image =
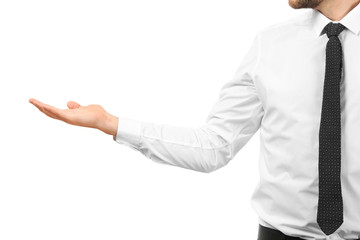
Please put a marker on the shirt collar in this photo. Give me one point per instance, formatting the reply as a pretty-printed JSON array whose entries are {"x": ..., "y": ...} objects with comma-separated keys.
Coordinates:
[{"x": 351, "y": 20}]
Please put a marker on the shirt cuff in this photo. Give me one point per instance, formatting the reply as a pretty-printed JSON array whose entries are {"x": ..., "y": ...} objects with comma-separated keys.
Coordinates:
[{"x": 128, "y": 132}]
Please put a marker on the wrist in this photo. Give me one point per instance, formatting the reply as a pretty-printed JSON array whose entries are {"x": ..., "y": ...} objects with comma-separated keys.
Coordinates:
[{"x": 109, "y": 125}]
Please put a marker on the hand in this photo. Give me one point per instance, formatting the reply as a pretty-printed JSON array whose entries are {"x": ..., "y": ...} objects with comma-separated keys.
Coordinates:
[{"x": 92, "y": 116}]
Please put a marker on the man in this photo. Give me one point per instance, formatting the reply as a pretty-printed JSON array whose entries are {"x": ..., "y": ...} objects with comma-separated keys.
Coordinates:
[{"x": 299, "y": 83}]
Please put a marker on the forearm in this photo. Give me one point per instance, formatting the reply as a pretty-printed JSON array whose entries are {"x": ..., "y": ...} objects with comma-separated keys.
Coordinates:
[{"x": 198, "y": 149}]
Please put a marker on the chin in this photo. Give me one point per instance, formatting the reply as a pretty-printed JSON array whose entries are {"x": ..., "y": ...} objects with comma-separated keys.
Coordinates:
[{"x": 298, "y": 4}]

============

## WHAT YOU WILL DO
Of all the lines in the data above, show only those that hold the word "shirt".

## EXERCISE OUTPUT
Please put a marker on the shirt collar in this photo. Give me one point per instance, formatting the reply as a pretty-printed JSON array whose entries are {"x": ..., "y": ...} objects with comma-separated keys.
Please put a marker on the shirt cuff in this photo. Give me one point per instance, formatting the reply as a pretty-printed JSON array whose entries are {"x": ..., "y": ...} objects with comma-separated keys.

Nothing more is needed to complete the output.